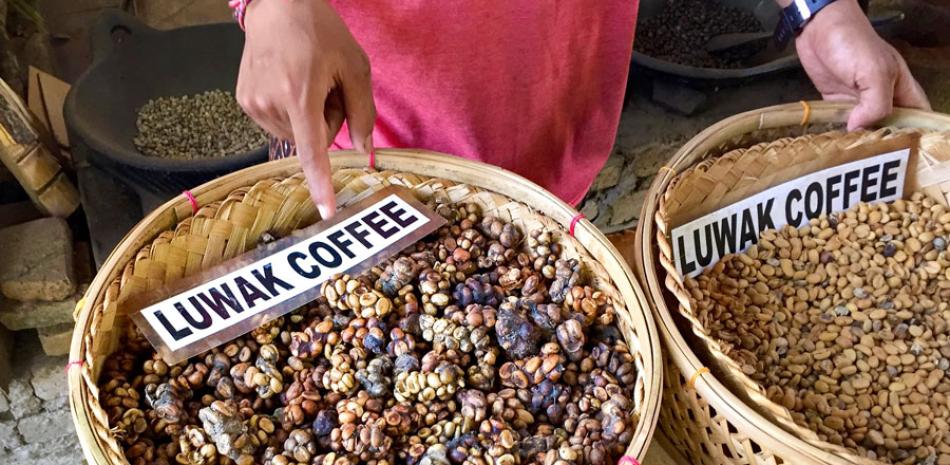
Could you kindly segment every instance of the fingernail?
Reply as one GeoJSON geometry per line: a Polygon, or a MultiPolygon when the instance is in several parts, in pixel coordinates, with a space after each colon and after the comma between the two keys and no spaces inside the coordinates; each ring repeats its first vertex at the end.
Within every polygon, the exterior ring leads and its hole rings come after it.
{"type": "Polygon", "coordinates": [[[333,215],[336,213],[336,211],[328,205],[319,205],[317,206],[317,210],[320,211],[320,218],[324,220],[333,218],[333,215]]]}
{"type": "Polygon", "coordinates": [[[366,136],[365,139],[363,139],[363,151],[366,153],[370,153],[373,150],[375,150],[375,148],[373,147],[373,135],[370,134],[366,136]]]}

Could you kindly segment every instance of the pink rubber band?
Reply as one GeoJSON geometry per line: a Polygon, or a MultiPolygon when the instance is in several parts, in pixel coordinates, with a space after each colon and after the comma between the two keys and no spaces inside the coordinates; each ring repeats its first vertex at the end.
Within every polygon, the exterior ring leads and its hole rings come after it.
{"type": "Polygon", "coordinates": [[[191,193],[191,191],[183,191],[181,194],[184,195],[185,198],[188,199],[188,203],[191,204],[191,212],[194,213],[194,214],[197,214],[197,213],[198,213],[198,200],[195,199],[195,196],[191,193]]]}
{"type": "Polygon", "coordinates": [[[69,372],[69,369],[72,368],[73,366],[83,366],[83,365],[85,365],[85,364],[86,364],[86,362],[83,361],[83,360],[73,360],[73,361],[67,363],[67,364],[66,364],[66,367],[63,368],[63,370],[68,373],[68,372],[69,372]]]}
{"type": "Polygon", "coordinates": [[[582,219],[584,219],[583,213],[578,213],[574,216],[574,218],[571,218],[571,227],[568,230],[568,232],[571,234],[571,237],[574,237],[574,227],[577,226],[577,222],[582,219]]]}
{"type": "Polygon", "coordinates": [[[617,462],[617,465],[640,465],[640,462],[629,455],[624,455],[623,457],[620,457],[620,461],[617,462]]]}
{"type": "Polygon", "coordinates": [[[370,169],[374,169],[374,170],[376,169],[376,151],[375,150],[369,151],[369,167],[370,169]]]}

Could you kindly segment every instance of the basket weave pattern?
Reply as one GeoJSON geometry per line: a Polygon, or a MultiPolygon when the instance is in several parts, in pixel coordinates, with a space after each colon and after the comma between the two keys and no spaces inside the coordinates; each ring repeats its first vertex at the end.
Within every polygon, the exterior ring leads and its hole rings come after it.
{"type": "MultiPolygon", "coordinates": [[[[387,157],[385,151],[380,153],[377,161],[380,167],[409,164],[399,158],[399,155],[406,156],[399,151],[391,151],[390,154],[395,155],[392,157],[387,157]],[[399,160],[403,163],[397,163],[399,160]]],[[[413,155],[419,156],[419,153],[413,155]]],[[[437,163],[444,158],[432,154],[428,156],[435,157],[434,161],[429,160],[430,163],[437,163]]],[[[360,160],[358,157],[336,158],[338,159],[334,160],[334,167],[337,169],[333,174],[333,186],[341,206],[355,203],[385,186],[400,185],[411,189],[423,202],[474,203],[481,207],[483,213],[513,222],[525,232],[538,228],[555,231],[563,246],[563,255],[580,258],[586,263],[592,278],[591,285],[607,294],[617,309],[619,329],[635,357],[638,369],[633,399],[636,433],[627,454],[642,458],[646,443],[652,435],[658,410],[660,374],[657,370],[660,367],[657,363],[659,349],[655,347],[658,345],[658,338],[648,314],[645,314],[646,307],[642,304],[642,299],[629,298],[631,293],[635,295],[640,292],[632,281],[632,273],[628,270],[618,276],[616,269],[608,274],[608,269],[605,268],[604,263],[607,260],[603,257],[619,256],[615,250],[601,249],[601,241],[597,238],[588,240],[585,248],[585,244],[581,242],[585,239],[580,234],[580,240],[567,234],[563,219],[555,221],[524,203],[471,184],[418,175],[408,172],[409,169],[369,171],[354,167],[359,166],[356,163],[356,160],[360,160]],[[611,279],[612,276],[615,279],[611,279]]],[[[465,166],[465,163],[471,162],[452,163],[465,166]]],[[[419,163],[414,168],[424,166],[427,165],[419,163]]],[[[444,169],[450,171],[451,167],[444,169]]],[[[439,169],[432,171],[439,172],[439,169]]],[[[506,173],[506,176],[513,175],[506,173]]],[[[229,182],[215,186],[218,183],[215,181],[203,186],[201,195],[198,196],[199,201],[208,203],[193,216],[186,203],[170,202],[162,207],[166,210],[156,212],[143,220],[143,223],[148,223],[151,219],[152,224],[148,231],[152,238],[140,238],[142,246],[134,253],[134,259],[125,264],[119,263],[115,271],[108,269],[109,262],[112,261],[110,258],[100,273],[111,272],[115,276],[104,281],[99,287],[93,283],[87,293],[88,302],[79,309],[78,333],[73,338],[72,359],[82,360],[83,363],[70,372],[70,401],[87,460],[91,463],[128,463],[122,446],[116,439],[117,433],[120,432],[110,428],[107,414],[99,404],[96,382],[102,362],[118,348],[121,334],[128,328],[128,317],[117,315],[117,304],[130,295],[153,289],[237,256],[253,248],[264,232],[280,237],[318,219],[295,159],[271,162],[223,179],[229,182]],[[267,174],[276,173],[278,176],[257,174],[262,172],[261,170],[267,174]],[[243,180],[236,177],[241,173],[247,174],[243,180]],[[256,182],[253,181],[255,178],[256,182]],[[78,376],[74,371],[78,372],[78,376]]],[[[590,234],[597,234],[593,232],[596,230],[591,225],[582,227],[590,234]]],[[[131,234],[135,234],[138,228],[131,234]]],[[[128,241],[129,237],[123,244],[128,241]]],[[[606,243],[606,239],[603,238],[602,242],[606,243]]],[[[610,247],[609,243],[607,244],[607,247],[610,247]]],[[[121,248],[122,245],[119,249],[121,248]]],[[[114,254],[118,253],[119,249],[114,254]]],[[[621,263],[620,260],[615,261],[621,263]]],[[[606,266],[613,265],[608,263],[606,266]]]]}
{"type": "MultiPolygon", "coordinates": [[[[788,409],[769,400],[763,387],[743,373],[741,365],[734,359],[734,357],[740,358],[742,356],[739,352],[740,349],[734,348],[728,343],[721,343],[711,335],[707,331],[707,325],[711,323],[710,316],[695,310],[698,306],[686,290],[682,276],[676,271],[672,244],[669,238],[673,225],[683,224],[686,221],[761,192],[768,187],[823,168],[824,165],[821,160],[823,153],[828,153],[831,150],[844,150],[868,142],[886,140],[905,133],[921,134],[918,173],[933,169],[940,163],[950,160],[950,132],[883,128],[873,132],[845,133],[831,131],[799,137],[785,137],[769,142],[761,142],[751,147],[732,149],[721,156],[716,156],[715,152],[707,153],[705,160],[680,172],[670,181],[669,186],[659,198],[658,211],[655,216],[659,262],[666,270],[665,285],[675,296],[679,313],[689,322],[692,333],[696,336],[693,340],[697,341],[697,344],[694,344],[693,347],[698,349],[697,352],[700,357],[705,356],[715,375],[733,393],[755,408],[765,418],[779,424],[807,443],[835,456],[842,457],[851,463],[880,464],[880,462],[860,456],[850,449],[821,440],[813,430],[797,424],[788,409]]],[[[722,147],[725,148],[727,145],[722,147]]],[[[950,187],[950,183],[946,184],[950,187]]],[[[934,189],[939,190],[941,187],[941,184],[917,185],[909,186],[908,190],[924,190],[941,202],[946,203],[948,201],[947,192],[934,191],[934,189]]],[[[674,390],[676,386],[671,386],[671,384],[675,384],[675,380],[682,380],[682,375],[679,375],[678,370],[674,371],[674,368],[669,364],[667,370],[665,397],[669,399],[671,396],[682,396],[683,394],[679,394],[674,390]]],[[[673,402],[682,403],[682,400],[673,399],[673,402]]],[[[690,403],[705,405],[701,398],[691,399],[690,403]]],[[[664,409],[663,414],[668,414],[666,409],[664,409]]],[[[717,421],[714,414],[710,416],[713,421],[717,421]]],[[[674,424],[682,424],[679,420],[681,419],[670,419],[674,424]]],[[[702,434],[702,432],[699,432],[699,434],[702,434]]],[[[672,434],[671,436],[676,437],[678,435],[672,434]]],[[[739,432],[730,436],[728,439],[711,438],[711,441],[705,442],[724,444],[725,447],[722,453],[730,459],[728,463],[775,463],[776,457],[760,447],[750,447],[751,443],[739,432]],[[752,452],[755,449],[758,450],[753,454],[752,452]],[[737,450],[740,453],[737,454],[737,450]],[[755,461],[749,461],[749,457],[753,456],[755,461]]],[[[685,444],[683,446],[690,447],[685,444]]],[[[703,457],[709,455],[719,455],[719,451],[700,454],[703,457]]],[[[781,459],[777,460],[779,463],[782,462],[781,459]]]]}
{"type": "Polygon", "coordinates": [[[692,465],[776,465],[785,463],[772,451],[761,447],[737,431],[729,419],[688,386],[675,363],[666,361],[663,376],[664,406],[690,408],[660,409],[660,427],[677,450],[684,451],[692,465]],[[701,413],[697,416],[696,412],[701,413]],[[706,419],[702,421],[701,419],[706,419]],[[715,445],[715,448],[712,446],[715,445]]]}

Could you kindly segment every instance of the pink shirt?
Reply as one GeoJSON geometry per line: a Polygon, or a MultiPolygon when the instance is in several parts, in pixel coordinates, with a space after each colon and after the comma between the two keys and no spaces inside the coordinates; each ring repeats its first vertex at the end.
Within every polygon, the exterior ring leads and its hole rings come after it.
{"type": "MultiPolygon", "coordinates": [[[[333,0],[369,55],[377,147],[507,168],[572,204],[613,148],[637,0],[333,0]]],[[[349,147],[345,129],[336,139],[349,147]]]]}

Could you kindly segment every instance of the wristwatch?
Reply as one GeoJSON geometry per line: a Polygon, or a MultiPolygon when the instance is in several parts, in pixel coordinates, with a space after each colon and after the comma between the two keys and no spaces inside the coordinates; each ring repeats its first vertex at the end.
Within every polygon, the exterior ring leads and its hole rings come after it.
{"type": "Polygon", "coordinates": [[[783,8],[778,25],[775,26],[775,43],[779,50],[784,49],[819,10],[834,1],[793,0],[791,5],[783,8]]]}

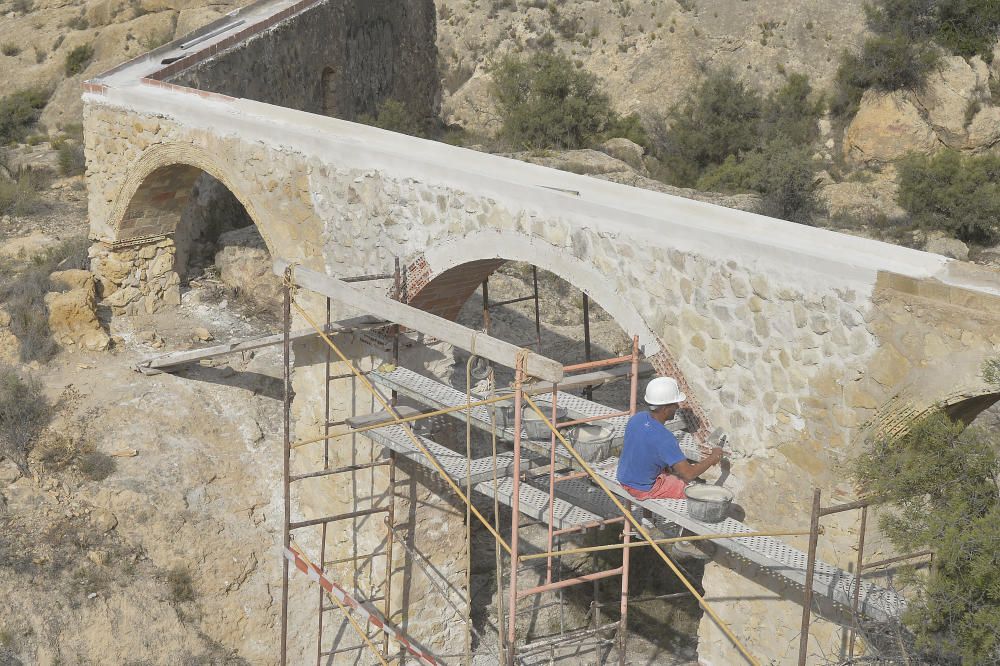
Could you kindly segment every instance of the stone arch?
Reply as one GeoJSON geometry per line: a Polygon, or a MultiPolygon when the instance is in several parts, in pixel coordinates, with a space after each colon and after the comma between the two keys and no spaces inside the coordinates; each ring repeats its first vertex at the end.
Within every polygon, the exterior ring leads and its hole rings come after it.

▶ **Work instructions**: Output only the lines from the line that contains "Could you kindly segment every instance of the stone" through the end of the entries, both included, exactly as they appear.

▶ **Task output**:
Could you kindly segment every instance of the stone arch?
Reply as one GeoJSON geometry per line: a Polygon, or a MultiPolygon when the instance is in several parts, in pixel coordinates, with a space after each colon and after the comma between the two keys and no spaces inside the coordinates; each ring repeats its first vertex at the end.
Within every polygon, the exterior ring leads and its hole rings come after it.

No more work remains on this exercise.